#### [Objective]
Put the lines of data starting at the line containing "Task: pin the metal" and ending at the line containing "point(28, 361)" into a numbered list, leaving out any blank lines.

[Pointing dataset excerpts]
* begin *

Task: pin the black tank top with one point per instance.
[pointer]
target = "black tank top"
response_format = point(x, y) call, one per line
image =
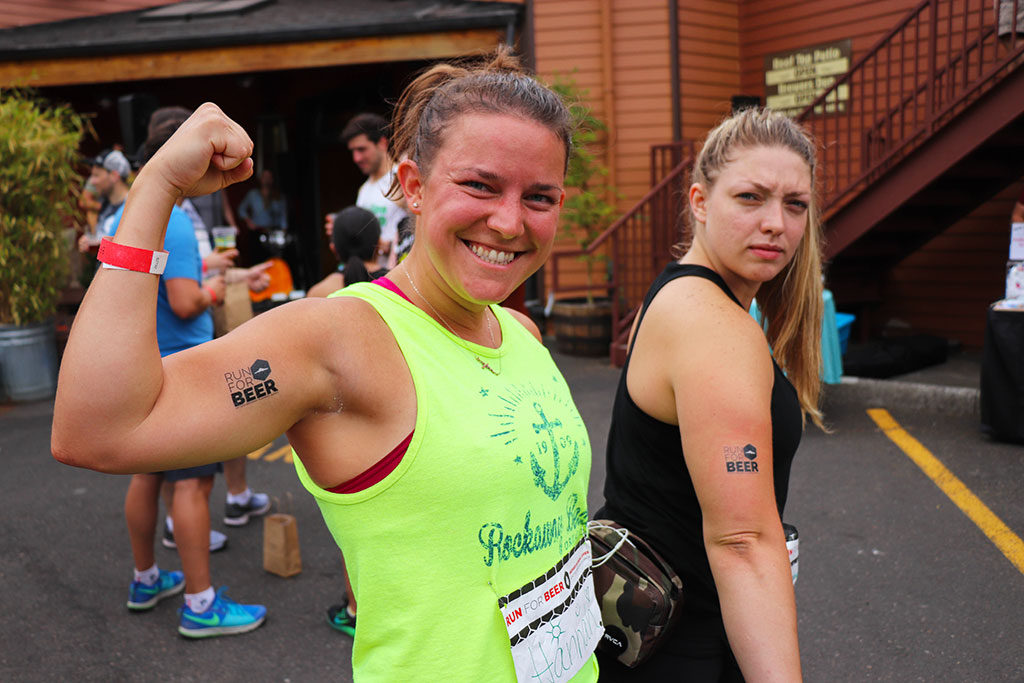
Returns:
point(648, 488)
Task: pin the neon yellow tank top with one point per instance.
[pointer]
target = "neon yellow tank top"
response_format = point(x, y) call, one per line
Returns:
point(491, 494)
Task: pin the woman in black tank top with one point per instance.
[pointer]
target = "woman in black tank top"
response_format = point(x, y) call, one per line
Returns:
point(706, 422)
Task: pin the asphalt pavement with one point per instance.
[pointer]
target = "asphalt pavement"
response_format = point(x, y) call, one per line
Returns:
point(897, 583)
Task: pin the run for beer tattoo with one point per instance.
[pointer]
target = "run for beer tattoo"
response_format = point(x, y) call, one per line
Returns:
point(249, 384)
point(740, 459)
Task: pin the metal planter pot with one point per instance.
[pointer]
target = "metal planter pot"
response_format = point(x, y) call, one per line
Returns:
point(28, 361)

* end *
* begin *

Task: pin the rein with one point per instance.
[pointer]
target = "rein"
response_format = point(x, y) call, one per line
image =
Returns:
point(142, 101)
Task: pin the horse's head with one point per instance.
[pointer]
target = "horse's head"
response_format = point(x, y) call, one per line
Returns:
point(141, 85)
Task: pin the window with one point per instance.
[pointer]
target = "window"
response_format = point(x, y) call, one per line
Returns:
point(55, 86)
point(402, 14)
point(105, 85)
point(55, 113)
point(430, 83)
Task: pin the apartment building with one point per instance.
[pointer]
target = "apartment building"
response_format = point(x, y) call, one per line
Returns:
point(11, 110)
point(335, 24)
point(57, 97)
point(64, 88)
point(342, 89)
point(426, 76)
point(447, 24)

* end *

#### [Answer for the task]
1. Task: pin the metal planter pot with one point per instance.
2. [pointer]
3. target = "metal planter pot"
4. response_format = point(x, y) call, one per line
5. Returns:
6. point(28, 361)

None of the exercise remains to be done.